### PROBLEM TO SOLVE
Collect every line of the material below that contains the word "image", matching case exactly.

────────────────

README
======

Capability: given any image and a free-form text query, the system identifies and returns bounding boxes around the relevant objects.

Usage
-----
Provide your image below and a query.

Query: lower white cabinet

────────────────

### EXERCISE OUTPUT
Capability: given any image and a free-form text query, the system identifies and returns bounding boxes around the relevant objects.
Provide your image below and a query.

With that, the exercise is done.